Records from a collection
## BEGIN

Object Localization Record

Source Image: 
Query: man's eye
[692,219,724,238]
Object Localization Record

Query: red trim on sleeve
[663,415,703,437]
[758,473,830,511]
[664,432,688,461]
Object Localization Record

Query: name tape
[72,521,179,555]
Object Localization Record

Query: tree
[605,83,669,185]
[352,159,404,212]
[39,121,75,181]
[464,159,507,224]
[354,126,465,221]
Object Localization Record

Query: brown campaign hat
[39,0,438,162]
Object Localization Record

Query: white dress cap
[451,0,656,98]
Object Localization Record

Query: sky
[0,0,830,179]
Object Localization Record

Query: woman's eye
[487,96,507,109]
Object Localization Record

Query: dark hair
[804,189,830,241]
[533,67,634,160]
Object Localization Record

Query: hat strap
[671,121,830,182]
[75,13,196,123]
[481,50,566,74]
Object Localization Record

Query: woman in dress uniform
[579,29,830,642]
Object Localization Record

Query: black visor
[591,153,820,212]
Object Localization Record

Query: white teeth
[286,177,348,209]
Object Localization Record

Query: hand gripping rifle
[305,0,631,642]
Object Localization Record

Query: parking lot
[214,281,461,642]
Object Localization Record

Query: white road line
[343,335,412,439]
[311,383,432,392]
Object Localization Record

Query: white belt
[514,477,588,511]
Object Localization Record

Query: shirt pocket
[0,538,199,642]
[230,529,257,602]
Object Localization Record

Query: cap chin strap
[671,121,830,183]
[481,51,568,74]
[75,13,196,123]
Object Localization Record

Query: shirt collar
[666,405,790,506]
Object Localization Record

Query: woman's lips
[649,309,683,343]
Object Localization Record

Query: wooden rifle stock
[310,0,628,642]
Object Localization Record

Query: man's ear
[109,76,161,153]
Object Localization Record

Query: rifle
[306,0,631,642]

## END

## What the task asks
Convert every line of the entries above into one numbered list, leaving out the blank lines.

## Full response
1. Object Localization Record
2. Source Image: 
3. Query: man's eye
4. [692,219,724,238]
5. Object Localization Record
6. Query: red trim on sleeve
7. [663,415,703,437]
8. [758,473,830,511]
9. [664,432,688,461]
10. Object Localization Record
11. Query: name tape
12. [72,521,179,555]
13. Object Localization Record
14. Query: tree
15. [605,83,669,185]
16. [352,159,404,212]
17. [39,121,75,181]
18. [464,159,507,224]
19. [354,126,465,221]
20. Object Localization Record
21. Query: brown campaign hat
22. [39,0,438,162]
23. Object Localization Record
24. Query: white dress cap
25. [451,0,656,98]
26. Object Localization Record
27. Query: sky
28. [0,0,830,179]
29. Object Localization Record
30. Query: woman's eye
31. [487,96,507,109]
32. Object Localization Record
33. Query: dark hair
34. [804,189,830,241]
35. [533,67,634,160]
36. Object Localization Record
37. Query: hat strap
38. [671,121,830,182]
39. [75,13,196,123]
40. [481,50,566,74]
41. Object Localization Record
42. Query: woman in dress uniform
43. [579,29,830,642]
44. Object Localization Record
45. Query: black visor
46. [591,153,820,212]
47. Object Localization Record
48. Query: white teeth
49. [286,177,348,209]
50. Object Localization Record
51. Query: hand gripping rifle
52. [305,0,631,642]
53. Object Localization Record
54. Query: parking lot
55. [214,281,461,642]
56. Object Localization Record
57. Query: white road line
58. [343,335,412,439]
59. [311,383,432,392]
60. Object Localization Record
61. Query: white belt
62. [514,477,588,511]
63. Object Localization Record
64. Query: shirt pocket
65. [0,538,199,642]
66. [230,529,257,602]
67. Object Localization Record
68. Query: cap chin strap
69. [671,121,830,183]
70. [481,51,568,74]
71. [75,13,196,123]
72. Object Localization Record
73. Query: shirt collar
74. [666,405,790,506]
75. Object Localization Record
76. Query: woman's lips
77. [649,309,683,343]
78. Object Localization Record
79. Query: wooden rifle stock
80. [310,0,628,642]
81. Object Localization Record
82. Query: man's ear
83. [109,76,161,153]
84. Object Localization Record
85. Query: rifle
86. [306,0,631,642]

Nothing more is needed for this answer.